ЗАДАНИЕ A: Переведите на английский язык предложение из фрагмента о фреске Микеланджело: «Для Микеланджело зло заключалось не в «нехватке» чего-то: его ад состоял не из грязи.»
ЗАДАНИЕ B: Продолжите рассуждение о фреске Микеланджело «Страшный суд», начиная сразу после его последнего предложения.

ВЫБРАННЫЙ ФРАГМЕНТ:
Дело в том, что эти ню не приукрашены, а преувеличены. Для Микеланджело зло заключалось не в «нехватке» чего-то: его ад состоял не из грязи. В человеческой пыли, поднятой ветром Страшного суда, угадывается тень Люцифера: день Последнего суда – это и конец Сатаны, отныне низвергнутого в свое царство мертвых. Нечто подобное могло бы выразить искусство, близкое к Мильтону или позднему Гюго, и Микеланджело предвосхитил его зрительный образ и выразил его через человека. Но человек Микеланджело – во всяком случае, на этой фреске, к которой не сводится его искусство, как искусство Шекспира не сводится к «Макбету», – представляет собой антипод «смирившегося» человека Рафаэля; в нем – смысл мучительной тайны, не поддающейся разгадке. Человек Рафаэля спасен Новым Заветом; человек Микеланджело приобретает масштаб и глубину через Ветхий Завет, вынужденный стать ярчайшим выражением собственной драмы, в которой слышны отзвуки драмы всемирной. Он – герой, но не в той мере, в какой определяет свое положение, а в той, в какой несет ответственность за его пугающее величие. Для Микеланджело искусство – способ откровения: он пишет его лицо на лоскутах содранной кожи святого Варфоломея, повернутого не к Христу, а к зрителю. Ничто не демонстрирует поиск гением глубокого смысла так наглядно, как сравнение готической иронии скелетов Синьорелли и серьезности нижней части фрески Микеланджело, задающей тон всей ее полифонии: это созерцание Смерти человеком, которому ни испуганная толпа, ни Высший судия не способны помешать вглядываться, словно зачарованному, в ее неумолимый лик.

ИСХОДНЫЕ ДАННЫЕ:
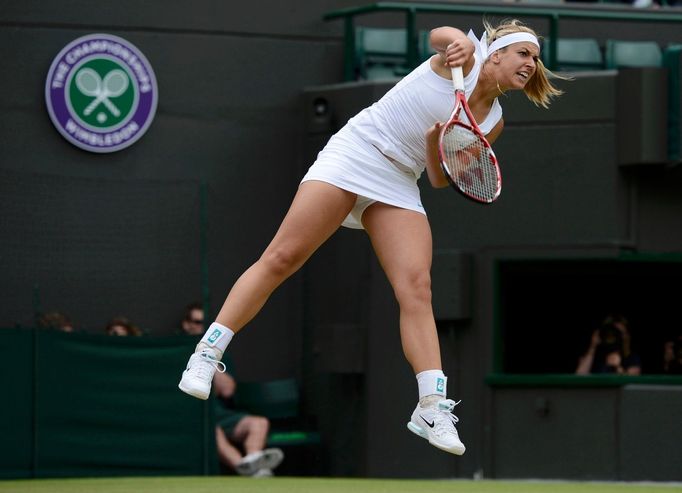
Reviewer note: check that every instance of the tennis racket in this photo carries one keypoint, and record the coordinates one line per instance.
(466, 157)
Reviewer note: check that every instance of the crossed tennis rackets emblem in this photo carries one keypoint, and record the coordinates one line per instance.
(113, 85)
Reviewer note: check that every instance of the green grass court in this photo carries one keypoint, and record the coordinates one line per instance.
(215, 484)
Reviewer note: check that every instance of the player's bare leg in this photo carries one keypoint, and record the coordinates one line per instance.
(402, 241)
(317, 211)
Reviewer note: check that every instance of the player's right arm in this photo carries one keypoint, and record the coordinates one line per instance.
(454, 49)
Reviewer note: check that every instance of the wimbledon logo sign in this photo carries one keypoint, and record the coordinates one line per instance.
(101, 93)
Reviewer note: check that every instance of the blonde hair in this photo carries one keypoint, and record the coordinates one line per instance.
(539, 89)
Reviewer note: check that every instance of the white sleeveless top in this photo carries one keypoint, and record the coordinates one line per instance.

ПОЛЕ ОТВЕТА A: For Michelangelo, evil did not lie in a "lack" of something: his hell was not made of filth.

ПОЛЕ ОТВЕТА B:
Но это уникальный судия, в образе которого меняется не только лицо, но и значение Христа и, как следствие, окружающих его фигур. Как бы родственны они ни были изображениям ню на своде, как бы их лица ни напоминали лица пророков, они приобретают совершенно иное значение, потому что следуют за Христом, а не возвещают его приход. Трудно вообразить, чтобы этот судия Израиля мог появиться над «Грешниками» Синьорелли, вместе с острокрылыми демонами и рыцарями из «Золотой легенды»; так же невозможно представить себе, чтобы вокруг него были изображены ню, характерные для соборов, и даже несчастная людская толпа из Орвието. Боязливое готическое ню всегда показывает человека жалким, и даже в романском искусстве Отёна души грешников жестикуляцией напоминают детей. Но в грешниках Микеланджело, сотрясаемых ужасом, нет покорности, а нависающая над ними карающая длань возникает, через образы Анджелико, из более отдаленного прошлого: та же длань испепелила восставших ангелов.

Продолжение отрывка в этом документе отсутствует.